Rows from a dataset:
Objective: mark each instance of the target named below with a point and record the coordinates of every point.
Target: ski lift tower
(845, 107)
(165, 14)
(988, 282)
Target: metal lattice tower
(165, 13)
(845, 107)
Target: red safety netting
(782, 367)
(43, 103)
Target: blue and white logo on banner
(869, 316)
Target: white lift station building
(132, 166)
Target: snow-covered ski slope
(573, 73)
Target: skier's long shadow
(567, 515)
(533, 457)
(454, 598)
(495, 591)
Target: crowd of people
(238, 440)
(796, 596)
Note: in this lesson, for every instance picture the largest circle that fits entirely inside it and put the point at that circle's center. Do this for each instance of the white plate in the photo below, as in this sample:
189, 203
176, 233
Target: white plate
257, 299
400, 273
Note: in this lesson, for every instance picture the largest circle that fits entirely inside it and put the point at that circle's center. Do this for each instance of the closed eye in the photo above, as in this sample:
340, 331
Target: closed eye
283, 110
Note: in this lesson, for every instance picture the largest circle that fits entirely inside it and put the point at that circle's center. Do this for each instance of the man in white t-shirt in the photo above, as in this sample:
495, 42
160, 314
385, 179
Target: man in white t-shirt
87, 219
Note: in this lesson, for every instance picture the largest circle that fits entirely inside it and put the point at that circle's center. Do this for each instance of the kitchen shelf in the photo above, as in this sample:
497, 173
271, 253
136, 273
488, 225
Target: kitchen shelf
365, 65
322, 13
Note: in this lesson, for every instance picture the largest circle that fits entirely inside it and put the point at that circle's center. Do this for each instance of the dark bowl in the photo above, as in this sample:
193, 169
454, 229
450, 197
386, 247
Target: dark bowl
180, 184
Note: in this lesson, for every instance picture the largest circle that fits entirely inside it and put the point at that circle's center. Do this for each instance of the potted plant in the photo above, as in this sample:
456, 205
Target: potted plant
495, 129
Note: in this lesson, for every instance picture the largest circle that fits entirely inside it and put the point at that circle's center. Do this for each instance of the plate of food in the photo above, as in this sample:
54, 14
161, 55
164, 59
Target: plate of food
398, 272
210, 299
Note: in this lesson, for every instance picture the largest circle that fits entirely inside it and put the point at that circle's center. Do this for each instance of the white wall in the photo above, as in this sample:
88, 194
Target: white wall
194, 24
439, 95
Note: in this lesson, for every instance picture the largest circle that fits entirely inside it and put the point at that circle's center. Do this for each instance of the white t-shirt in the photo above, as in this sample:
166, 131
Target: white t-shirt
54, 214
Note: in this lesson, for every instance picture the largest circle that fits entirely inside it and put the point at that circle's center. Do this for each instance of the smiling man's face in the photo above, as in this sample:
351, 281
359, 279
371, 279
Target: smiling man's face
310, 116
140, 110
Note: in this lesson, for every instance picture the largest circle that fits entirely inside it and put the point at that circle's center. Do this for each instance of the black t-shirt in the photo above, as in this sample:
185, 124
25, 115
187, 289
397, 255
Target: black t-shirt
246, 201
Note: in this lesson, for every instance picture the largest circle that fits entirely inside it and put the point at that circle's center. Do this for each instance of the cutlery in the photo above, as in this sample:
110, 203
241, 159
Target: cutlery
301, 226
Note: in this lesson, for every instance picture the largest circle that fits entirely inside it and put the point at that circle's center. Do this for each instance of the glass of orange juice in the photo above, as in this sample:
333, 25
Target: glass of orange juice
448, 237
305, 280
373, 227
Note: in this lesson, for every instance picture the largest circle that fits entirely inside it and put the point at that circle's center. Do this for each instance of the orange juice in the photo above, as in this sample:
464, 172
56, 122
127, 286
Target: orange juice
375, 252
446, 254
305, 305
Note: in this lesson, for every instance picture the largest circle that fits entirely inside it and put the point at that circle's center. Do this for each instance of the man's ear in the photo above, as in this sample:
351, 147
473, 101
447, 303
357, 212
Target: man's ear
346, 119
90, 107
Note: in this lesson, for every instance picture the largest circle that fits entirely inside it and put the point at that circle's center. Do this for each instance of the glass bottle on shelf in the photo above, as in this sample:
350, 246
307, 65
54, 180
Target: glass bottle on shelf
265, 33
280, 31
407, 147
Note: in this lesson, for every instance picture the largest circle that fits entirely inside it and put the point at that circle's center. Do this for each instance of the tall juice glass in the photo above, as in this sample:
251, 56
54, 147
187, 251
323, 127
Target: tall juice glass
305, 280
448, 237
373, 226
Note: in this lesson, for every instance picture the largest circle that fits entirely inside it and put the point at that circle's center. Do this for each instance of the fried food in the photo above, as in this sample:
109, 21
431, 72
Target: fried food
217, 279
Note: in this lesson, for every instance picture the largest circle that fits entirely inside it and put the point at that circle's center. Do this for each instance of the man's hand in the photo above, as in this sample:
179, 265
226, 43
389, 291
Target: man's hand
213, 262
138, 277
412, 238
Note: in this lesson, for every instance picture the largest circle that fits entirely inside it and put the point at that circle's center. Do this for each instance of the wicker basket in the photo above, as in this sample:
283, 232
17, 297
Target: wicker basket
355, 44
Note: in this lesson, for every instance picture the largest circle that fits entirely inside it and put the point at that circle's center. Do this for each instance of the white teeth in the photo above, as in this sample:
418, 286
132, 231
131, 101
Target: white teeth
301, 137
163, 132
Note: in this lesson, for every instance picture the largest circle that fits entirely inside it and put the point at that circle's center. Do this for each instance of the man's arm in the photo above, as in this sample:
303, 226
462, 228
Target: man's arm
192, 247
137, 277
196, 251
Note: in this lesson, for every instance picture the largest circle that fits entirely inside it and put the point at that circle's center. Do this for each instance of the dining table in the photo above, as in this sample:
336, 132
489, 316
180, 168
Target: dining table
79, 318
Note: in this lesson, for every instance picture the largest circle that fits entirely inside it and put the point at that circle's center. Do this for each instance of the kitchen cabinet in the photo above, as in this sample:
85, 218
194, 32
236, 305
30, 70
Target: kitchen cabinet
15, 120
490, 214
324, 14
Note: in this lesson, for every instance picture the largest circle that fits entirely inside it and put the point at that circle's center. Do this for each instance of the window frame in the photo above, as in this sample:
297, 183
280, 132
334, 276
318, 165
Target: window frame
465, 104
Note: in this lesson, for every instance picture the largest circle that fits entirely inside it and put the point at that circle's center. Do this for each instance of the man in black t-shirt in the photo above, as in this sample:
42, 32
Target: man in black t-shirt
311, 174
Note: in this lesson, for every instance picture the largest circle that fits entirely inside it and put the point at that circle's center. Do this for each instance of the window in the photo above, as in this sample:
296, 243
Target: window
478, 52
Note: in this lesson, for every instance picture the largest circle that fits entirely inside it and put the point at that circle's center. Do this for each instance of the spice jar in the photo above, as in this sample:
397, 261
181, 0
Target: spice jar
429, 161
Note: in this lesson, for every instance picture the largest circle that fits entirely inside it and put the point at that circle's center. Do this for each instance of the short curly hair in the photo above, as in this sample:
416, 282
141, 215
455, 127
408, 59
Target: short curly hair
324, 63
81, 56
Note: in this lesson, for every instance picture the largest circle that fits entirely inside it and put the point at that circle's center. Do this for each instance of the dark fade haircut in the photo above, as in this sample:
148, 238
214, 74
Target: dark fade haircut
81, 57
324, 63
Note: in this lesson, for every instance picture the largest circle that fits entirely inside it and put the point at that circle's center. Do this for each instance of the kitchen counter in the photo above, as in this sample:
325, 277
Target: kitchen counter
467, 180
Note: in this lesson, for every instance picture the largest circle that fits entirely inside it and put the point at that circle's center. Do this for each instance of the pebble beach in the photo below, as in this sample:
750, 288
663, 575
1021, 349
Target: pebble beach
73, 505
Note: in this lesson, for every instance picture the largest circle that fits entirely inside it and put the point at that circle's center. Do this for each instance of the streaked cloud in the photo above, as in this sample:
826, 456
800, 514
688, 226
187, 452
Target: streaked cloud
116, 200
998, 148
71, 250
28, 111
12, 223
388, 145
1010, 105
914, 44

Set problem: Begin with the line that contains "the dark fade" and quote each line after it exactly, stopping after the last line of the data.

Complete response:
Note: in this lesson, for every instance picture the largest circle that fits entirely inside it and put the point at that circle's center. Do this for each instance of the dark fade haircut in the photo above, as in this sample:
148, 238
214, 74
Target: dark fade haircut
81, 57
324, 63
Note: in this lesson, for every instance picture the largest circle that fits entirely inside it and put the point at that circle's center. Do this for each instance of the kitchen counter in the photo above, as in this sample:
325, 277
Target: kitchen counter
467, 180
Note: in this lesson, for every instance picture the largest circle that fits entirely inside it and put the point at that circle's center. Do this for each instance of the pebble beach in the photo below, as in this sample:
750, 288
663, 575
1021, 349
Target: pebble beach
73, 505
Note: in this lesson, for every instance picture the largest circle that fits entirely inside it and put the point at that circle's center. Do this for each instance of the streaked cloud in the photo above, as in this sample:
826, 456
800, 514
688, 226
187, 452
Target: streaked cloud
116, 200
998, 148
71, 250
28, 111
12, 223
388, 145
1010, 105
914, 44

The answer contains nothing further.